▶ SELECTED EXTRACT:

---*---

I'm more hesitant to dismiss the concerns of institutional racism, even if the disparity in arrests is a repurcussion of institutional racism as opposed to SROs being part of the problem. On the other hand, I'm a strong proponent of having SROs in schools as part of good community policing where not only future voters and young citizens can interact with and form opinions about police, but police can interact and better understand the community they're entrusted to protect.

 

I truly do not understand (and perhaps I'm unobjectively redneck about it) the idea that by them carrying firearms is some sort of oppressive thing in and of itself. Our kids are our most precious commodity and it should go without saying that an SRO would never ever ever want to have to be in a situation to use their sidearm. But if such a nightmare scenario arises, as a parent, I'm glad they have one. There's plenty of room to criticize and hold our local police accountable about any number of incidents and how they treat some white guy like me versus my black neighbor, and it's a damn important issue to argue about as grown up citizens and voters.. which the kids will be someday, and it's better they know for themselves and not just what us old people tell them about police (for better or worse) when they start crafting their democracy to their liking..

---*---

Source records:
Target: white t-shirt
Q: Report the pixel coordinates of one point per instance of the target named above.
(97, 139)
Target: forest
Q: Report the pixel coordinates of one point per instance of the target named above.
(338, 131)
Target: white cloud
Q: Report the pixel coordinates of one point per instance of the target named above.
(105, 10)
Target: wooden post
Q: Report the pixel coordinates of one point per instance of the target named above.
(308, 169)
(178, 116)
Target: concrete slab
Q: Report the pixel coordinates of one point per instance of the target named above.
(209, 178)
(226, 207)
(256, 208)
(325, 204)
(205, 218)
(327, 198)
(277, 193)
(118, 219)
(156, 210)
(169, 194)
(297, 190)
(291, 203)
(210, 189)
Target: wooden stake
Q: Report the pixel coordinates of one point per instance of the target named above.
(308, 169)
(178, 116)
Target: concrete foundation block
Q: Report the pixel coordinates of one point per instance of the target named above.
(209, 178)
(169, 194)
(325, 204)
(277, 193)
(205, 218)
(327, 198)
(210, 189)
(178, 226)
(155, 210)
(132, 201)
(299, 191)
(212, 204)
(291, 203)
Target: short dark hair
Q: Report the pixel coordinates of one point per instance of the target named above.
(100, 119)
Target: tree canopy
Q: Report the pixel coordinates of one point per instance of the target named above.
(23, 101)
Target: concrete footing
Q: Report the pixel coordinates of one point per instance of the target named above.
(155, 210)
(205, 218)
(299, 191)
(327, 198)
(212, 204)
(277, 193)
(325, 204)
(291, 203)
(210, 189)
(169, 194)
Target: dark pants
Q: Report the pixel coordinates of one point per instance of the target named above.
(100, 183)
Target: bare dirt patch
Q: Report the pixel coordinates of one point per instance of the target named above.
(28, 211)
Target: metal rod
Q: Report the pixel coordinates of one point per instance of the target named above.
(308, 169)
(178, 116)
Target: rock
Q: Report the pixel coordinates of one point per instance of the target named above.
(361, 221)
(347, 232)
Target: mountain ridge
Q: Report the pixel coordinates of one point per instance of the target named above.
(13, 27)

---*---

▶ QUESTIONS TO ANSWER:
• a. Transcribe the comment about SROs in schools, starting with "I truly do not" and going on through "to their liking..".
• b. Using the comment about SROs in schools, decide whether each statement agrees with it. Give yes or no, and quote the deciding words: (i) The writer supports having SROs in schools. (ii) As a parent, the writer is glad SROs carry a sidearm. (iii) The writer treats how local police deal with white and black residents as an unimportant issue.
• c. Write the next part of the comment about SROs in schools, picking up after its last sentence.

▶ ANSWERS GIVEN:
• a.
I truly do not understand (and perhaps I'm unobjectively redneck about it) the idea that by them carrying firearms is some sort of oppressive thing in and of itself. Our kids are our most precious commodity and it should go without saying that an SRO would never ever ever want to have to be in a situation to use their sidearm. But if such a nightmare scenario arises, as a parent, I'm glad they have one. There's plenty of room to criticize and hold our local police accountable about any number of incidents and how they treat some white guy like me versus my black neighbor, and it's a damn important issue to argue about as grown up citizens and voters.. which the kids will be someday, and it's better they know for themselves and not just what us old people tell them about police (for better or worse) when they start crafting their democracy to their liking..

• b.
(i) Yes: "I'm a strong proponent of having SROs in schools"
(ii) Yes: "as a parent, I'm glad they have one"
(iii) No: "it's a damn important issue to argue about as grown up citizens and voters"

• c.
 

SROs aren't the prison warden of of local schools, they're the good guys. I wish I had them when I was growing up in Peoria. Holding them to high standards as a community is fine, they already hold themselves to higher standards. If an SRO ever does something that falls short of those standards, by all means, the community should never shy from critiizing and holding them accountable. And if they ever start becoming prison guard-esque I'll join the bandwagon of distrust. But as of now, in our little community and school district... I think they're doing a dern good job and I'm glad the board is keeping them around.